◆ What is needed
Can you convert each line of the data below into a JSON list of strings, one string per line, with blank lines left out?

-------------------------

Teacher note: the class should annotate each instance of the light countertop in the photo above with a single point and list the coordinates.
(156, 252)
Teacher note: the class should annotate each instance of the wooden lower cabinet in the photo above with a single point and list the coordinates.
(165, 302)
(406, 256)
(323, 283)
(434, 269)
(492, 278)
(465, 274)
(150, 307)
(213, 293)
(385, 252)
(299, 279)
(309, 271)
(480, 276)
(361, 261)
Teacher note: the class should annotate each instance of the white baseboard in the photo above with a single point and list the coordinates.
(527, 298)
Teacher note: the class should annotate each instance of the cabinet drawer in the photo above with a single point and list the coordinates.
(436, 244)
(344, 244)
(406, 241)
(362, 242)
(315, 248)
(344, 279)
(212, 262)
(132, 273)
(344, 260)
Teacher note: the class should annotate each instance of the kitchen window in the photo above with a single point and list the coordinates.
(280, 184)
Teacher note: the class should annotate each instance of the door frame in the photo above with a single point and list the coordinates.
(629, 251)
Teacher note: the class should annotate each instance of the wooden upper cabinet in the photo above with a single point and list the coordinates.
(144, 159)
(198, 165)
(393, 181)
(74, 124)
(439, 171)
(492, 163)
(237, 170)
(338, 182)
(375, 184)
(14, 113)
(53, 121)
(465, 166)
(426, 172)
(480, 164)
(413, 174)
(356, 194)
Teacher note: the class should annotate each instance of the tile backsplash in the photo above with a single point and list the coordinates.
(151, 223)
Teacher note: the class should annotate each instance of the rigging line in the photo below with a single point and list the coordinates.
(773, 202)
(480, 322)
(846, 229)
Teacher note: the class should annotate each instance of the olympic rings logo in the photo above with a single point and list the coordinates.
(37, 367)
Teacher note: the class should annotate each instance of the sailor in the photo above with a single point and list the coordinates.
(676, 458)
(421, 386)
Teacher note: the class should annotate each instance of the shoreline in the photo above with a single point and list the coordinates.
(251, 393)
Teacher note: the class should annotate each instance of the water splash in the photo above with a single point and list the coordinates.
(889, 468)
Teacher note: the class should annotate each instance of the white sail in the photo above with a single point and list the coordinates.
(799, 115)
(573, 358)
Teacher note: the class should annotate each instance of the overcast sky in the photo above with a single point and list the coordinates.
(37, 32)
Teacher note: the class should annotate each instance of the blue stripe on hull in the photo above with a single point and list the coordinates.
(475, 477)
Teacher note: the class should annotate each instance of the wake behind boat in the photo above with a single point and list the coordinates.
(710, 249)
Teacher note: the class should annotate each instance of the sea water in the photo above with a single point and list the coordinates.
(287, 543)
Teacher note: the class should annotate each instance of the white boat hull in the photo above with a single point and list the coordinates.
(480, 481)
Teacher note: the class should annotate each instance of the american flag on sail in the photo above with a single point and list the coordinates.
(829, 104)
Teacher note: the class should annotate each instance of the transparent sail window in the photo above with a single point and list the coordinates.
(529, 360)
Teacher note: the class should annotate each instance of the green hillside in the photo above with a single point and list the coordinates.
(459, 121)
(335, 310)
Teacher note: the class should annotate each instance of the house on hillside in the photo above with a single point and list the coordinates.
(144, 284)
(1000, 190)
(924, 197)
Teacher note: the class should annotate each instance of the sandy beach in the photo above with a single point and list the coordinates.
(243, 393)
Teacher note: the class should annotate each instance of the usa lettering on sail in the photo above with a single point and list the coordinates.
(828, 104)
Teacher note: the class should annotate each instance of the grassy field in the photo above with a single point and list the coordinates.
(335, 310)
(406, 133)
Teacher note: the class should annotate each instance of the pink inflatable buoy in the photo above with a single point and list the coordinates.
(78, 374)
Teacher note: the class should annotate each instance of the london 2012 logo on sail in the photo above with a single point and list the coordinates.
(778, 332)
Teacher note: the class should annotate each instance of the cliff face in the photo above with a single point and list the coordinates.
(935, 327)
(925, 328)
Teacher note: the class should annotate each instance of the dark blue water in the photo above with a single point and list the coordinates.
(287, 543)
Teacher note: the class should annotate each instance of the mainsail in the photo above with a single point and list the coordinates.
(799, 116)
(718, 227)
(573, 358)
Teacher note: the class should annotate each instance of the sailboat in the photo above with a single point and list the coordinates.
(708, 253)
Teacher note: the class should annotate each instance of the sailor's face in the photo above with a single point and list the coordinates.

-------------------------

◆ Reply to the exercise
[
  "Teacher note: the class should annotate each instance of the light countertop in the photo above with a single point and list the coordinates.",
  "(156, 252)",
  "Teacher note: the class should annotate each instance of the wooden lower cabinet in the photo above with a single point and list the coordinates.",
  "(165, 302)",
  "(406, 256)",
  "(323, 283)",
  "(434, 269)",
  "(492, 278)",
  "(465, 274)",
  "(150, 307)",
  "(213, 293)",
  "(385, 252)",
  "(299, 279)",
  "(309, 271)",
  "(480, 276)",
  "(361, 261)",
  "Teacher note: the class should annotate each instance of the white baseboard in the photo above with a single point and list the coordinates.",
  "(527, 298)",
  "Teacher note: the class should annotate each instance of the cabinet drawer in the photo above with a single point and list the coordinates.",
  "(436, 244)",
  "(344, 244)",
  "(406, 241)",
  "(362, 242)",
  "(315, 248)",
  "(344, 279)",
  "(212, 262)",
  "(132, 273)",
  "(344, 260)",
  "Teacher note: the class should annotate each instance of the kitchen window in the photo above with a single point and list the coordinates.",
  "(280, 184)",
  "Teacher note: the class should annotate each instance of the door frame in the photo above with a single point and list the coordinates.",
  "(629, 251)",
  "Teacher note: the class should annotate each instance of the wooden upper cabinet in the photo above with a single point and list the coordinates.",
  "(144, 159)",
  "(198, 165)",
  "(393, 181)",
  "(74, 124)",
  "(439, 171)",
  "(492, 163)",
  "(237, 170)",
  "(338, 182)",
  "(375, 184)",
  "(14, 113)",
  "(53, 121)",
  "(465, 166)",
  "(426, 172)",
  "(480, 164)",
  "(413, 174)",
  "(356, 194)",
  "Teacher note: the class should annotate each instance of the tile backsplash in the photo above with a single point and list the coordinates.",
  "(151, 223)",
  "Teacher note: the class should annotate each instance of the rigging line in the photo below with a single point and list the coordinates.",
  "(773, 202)",
  "(480, 322)",
  "(846, 229)",
  "Teacher note: the class should annotate each instance of the olympic rings logo in the photo above with a single point and list the coordinates.",
  "(37, 367)",
  "Teacher note: the class should annotate each instance of the sailor in the photo above with a single point and list the coordinates.",
  "(676, 458)",
  "(421, 386)",
  "Teacher note: the class should annotate each instance of the shoreline in the photo above with a single point and list the coordinates.",
  "(251, 393)",
  "Teacher note: the class should annotate each instance of the water splash in the photo above with a single point and list the coordinates.",
  "(889, 468)",
  "Teacher note: the class should annotate each instance of the white sail in the photo above with a single point and list the coordinates.",
  "(799, 115)",
  "(573, 358)",
  "Teacher note: the class should annotate each instance of the overcast sky in the photo above with a single point and list the coordinates.",
  "(37, 32)",
  "Teacher note: the class should annotate each instance of the blue stripe on hull in the photo above with a single point and list the coordinates.",
  "(475, 477)",
  "Teacher note: the class should annotate each instance of the wake behind boat in the photo above with a single point and list the coordinates.",
  "(710, 249)",
  "Teacher note: the class should annotate each instance of the sea water in the photo above with a single point and list the coordinates.",
  "(287, 543)",
  "Teacher note: the class should annotate each instance of the white boat hull in the photo above with a single point and list the coordinates.",
  "(480, 481)",
  "Teacher note: the class should annotate each instance of the american flag on sail in the photo above with a single point and list the coordinates.",
  "(829, 104)",
  "Teacher note: the class should annotate each instance of the transparent sail window in the photo above with a single point and list the coordinates.",
  "(529, 360)",
  "Teacher note: the class should annotate each instance of the green hillside in the photo above with a single point and list the coordinates.",
  "(459, 121)",
  "(335, 310)",
  "Teacher note: the class should annotate each instance of the house on hillside in the photo above with a single point and list the coordinates.",
  "(144, 284)",
  "(1000, 190)",
  "(924, 197)",
  "Teacher note: the class should annotate each instance of the sandy beach in the photo above with a single point and list the coordinates.",
  "(243, 393)",
  "Teacher note: the class should annotate each instance of the usa lettering on sail in the photo above with a single point and list the coordinates.",
  "(828, 104)",
  "Teacher note: the class should annotate each instance of the grassy field in the photo above with a single point and list the coordinates.",
  "(335, 310)",
  "(406, 133)",
  "Teacher note: the class should annotate each instance of the pink inflatable buoy in the photo above with a single point and list the coordinates.",
  "(78, 374)",
  "Teacher note: the class should annotate each instance of the london 2012 logo on sail in the photo above with a single point and list the coordinates.",
  "(778, 332)",
  "Teacher note: the class should annotate each instance of the cliff face in the photo above with a single point and list the coordinates.",
  "(935, 327)",
  "(925, 328)",
  "Teacher note: the class should annotate each instance of the dark blue water in the photo above with a single point and list the coordinates.",
  "(287, 543)",
  "Teacher note: the class should annotate each instance of the mainsail in the photo above with a single point and list the coordinates.",
  "(799, 116)",
  "(718, 227)",
  "(573, 358)",
  "Teacher note: the class should annotate each instance of the sailboat in the photo above with a single point and list the coordinates.",
  "(708, 253)",
  "Teacher note: the class should annotate each instance of the sailor's face in the photo above with a single point and list the coordinates."
]